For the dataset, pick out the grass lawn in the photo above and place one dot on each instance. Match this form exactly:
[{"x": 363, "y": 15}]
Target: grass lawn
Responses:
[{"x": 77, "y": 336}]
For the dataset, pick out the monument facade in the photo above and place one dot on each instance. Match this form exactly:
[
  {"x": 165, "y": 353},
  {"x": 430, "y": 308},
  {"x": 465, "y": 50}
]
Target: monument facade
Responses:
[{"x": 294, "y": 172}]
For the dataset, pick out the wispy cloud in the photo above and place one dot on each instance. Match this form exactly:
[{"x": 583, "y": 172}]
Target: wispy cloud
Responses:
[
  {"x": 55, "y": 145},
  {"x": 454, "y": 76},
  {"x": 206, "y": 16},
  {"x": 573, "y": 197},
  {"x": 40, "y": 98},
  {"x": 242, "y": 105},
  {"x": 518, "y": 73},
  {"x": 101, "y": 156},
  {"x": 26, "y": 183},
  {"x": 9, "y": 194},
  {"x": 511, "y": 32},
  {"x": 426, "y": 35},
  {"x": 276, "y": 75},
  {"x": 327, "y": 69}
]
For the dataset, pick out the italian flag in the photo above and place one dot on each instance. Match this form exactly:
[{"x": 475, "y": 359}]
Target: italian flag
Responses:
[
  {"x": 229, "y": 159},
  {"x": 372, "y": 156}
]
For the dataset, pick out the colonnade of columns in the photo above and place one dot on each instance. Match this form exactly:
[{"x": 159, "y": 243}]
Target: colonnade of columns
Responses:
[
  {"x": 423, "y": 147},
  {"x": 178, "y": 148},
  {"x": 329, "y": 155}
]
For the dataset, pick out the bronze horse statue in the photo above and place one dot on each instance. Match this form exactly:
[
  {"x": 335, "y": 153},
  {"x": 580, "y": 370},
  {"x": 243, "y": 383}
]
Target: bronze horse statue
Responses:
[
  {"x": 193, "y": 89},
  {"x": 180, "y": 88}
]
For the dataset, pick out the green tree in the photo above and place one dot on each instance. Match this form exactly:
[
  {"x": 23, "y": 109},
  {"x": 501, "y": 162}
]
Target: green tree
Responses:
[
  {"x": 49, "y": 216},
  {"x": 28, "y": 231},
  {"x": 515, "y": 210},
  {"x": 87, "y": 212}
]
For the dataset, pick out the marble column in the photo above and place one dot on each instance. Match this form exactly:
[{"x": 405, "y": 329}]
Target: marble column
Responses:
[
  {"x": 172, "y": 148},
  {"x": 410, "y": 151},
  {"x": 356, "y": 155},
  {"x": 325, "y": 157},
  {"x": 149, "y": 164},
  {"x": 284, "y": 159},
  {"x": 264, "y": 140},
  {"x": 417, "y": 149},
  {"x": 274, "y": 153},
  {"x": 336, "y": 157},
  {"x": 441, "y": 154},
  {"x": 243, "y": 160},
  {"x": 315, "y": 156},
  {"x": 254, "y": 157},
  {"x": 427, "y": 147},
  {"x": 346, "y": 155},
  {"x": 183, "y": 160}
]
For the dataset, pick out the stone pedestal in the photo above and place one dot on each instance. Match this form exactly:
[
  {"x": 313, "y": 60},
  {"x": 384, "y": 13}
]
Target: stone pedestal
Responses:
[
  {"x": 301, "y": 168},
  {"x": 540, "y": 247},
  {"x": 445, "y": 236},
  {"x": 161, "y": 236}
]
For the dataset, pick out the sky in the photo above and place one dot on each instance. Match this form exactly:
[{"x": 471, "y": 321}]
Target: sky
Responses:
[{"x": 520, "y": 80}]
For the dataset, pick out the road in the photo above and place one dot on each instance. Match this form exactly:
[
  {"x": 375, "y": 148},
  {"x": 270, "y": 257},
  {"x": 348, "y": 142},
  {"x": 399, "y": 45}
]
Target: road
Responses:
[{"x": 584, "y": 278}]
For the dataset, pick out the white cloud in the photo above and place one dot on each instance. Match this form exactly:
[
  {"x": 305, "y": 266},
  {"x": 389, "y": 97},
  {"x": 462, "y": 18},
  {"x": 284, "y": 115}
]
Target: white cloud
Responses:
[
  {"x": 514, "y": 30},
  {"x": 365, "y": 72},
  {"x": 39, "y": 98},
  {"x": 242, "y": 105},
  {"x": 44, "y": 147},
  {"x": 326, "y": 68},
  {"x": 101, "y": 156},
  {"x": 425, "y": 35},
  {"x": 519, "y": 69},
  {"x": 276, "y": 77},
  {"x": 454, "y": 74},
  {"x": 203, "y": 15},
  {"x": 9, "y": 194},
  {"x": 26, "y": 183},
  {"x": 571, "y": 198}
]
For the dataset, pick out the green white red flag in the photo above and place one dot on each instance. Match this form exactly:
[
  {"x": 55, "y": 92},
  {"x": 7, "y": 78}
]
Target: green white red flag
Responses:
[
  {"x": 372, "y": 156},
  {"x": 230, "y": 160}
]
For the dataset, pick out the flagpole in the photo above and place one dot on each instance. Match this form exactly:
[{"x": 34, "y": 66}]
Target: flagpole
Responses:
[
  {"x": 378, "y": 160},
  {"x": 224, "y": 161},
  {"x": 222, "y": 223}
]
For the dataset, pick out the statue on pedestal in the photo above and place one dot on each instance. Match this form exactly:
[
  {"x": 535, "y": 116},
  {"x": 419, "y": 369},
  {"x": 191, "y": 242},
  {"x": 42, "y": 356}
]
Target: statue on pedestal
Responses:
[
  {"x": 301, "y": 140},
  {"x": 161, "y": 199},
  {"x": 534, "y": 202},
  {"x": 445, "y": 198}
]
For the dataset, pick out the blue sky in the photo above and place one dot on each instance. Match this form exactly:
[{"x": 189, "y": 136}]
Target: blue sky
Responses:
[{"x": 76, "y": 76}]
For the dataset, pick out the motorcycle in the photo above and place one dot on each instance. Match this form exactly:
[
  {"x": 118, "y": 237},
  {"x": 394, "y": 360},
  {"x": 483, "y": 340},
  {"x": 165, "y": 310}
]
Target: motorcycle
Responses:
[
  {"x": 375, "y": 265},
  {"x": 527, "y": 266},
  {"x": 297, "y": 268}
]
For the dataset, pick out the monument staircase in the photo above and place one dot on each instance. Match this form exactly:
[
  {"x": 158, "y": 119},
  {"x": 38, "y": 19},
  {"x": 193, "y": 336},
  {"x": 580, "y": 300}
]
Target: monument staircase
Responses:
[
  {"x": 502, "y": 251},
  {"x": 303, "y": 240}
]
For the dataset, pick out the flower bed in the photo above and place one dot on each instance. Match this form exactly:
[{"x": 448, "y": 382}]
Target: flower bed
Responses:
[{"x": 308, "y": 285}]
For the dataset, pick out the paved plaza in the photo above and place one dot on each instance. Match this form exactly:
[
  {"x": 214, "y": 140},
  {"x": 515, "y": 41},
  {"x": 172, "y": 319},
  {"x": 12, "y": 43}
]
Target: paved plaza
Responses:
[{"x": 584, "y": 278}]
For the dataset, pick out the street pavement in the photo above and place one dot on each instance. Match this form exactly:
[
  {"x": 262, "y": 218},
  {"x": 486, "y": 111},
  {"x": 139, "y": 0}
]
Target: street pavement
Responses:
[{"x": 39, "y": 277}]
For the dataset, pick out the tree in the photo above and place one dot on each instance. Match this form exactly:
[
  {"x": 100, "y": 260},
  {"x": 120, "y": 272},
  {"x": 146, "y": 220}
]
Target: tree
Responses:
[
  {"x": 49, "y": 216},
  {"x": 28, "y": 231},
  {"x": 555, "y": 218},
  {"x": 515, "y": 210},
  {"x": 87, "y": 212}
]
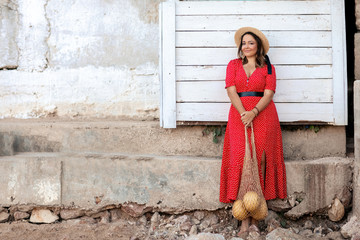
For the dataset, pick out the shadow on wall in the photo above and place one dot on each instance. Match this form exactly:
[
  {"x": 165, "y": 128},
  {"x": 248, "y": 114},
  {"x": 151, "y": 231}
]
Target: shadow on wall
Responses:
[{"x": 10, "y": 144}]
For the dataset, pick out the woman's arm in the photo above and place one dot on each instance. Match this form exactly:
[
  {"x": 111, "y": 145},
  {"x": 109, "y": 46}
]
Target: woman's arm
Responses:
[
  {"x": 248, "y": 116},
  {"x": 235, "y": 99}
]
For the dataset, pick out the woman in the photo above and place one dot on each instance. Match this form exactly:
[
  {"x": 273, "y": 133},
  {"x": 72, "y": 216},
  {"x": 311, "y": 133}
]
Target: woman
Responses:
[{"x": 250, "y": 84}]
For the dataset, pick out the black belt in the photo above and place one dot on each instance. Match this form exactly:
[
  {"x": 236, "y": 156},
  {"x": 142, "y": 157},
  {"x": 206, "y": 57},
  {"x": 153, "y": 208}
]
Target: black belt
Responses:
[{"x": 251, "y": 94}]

**To do**.
Retype only the lines running from the line with "For the dataset, pick out the woman in" to the end of the listing, including both of those lines.

**Task solution**.
For the dataset, pick out the woman in the photo above and place one dot on each instance. Match this form exactly:
[
  {"x": 273, "y": 133},
  {"x": 72, "y": 216},
  {"x": 311, "y": 133}
]
Target: woman
Responses:
[{"x": 250, "y": 84}]
For the dataset, pick out the black belt in the photo above and place one dot on each instance. Match this form exactly:
[
  {"x": 236, "y": 156},
  {"x": 142, "y": 157},
  {"x": 206, "y": 57},
  {"x": 153, "y": 208}
]
Target: black belt
Responses:
[{"x": 251, "y": 94}]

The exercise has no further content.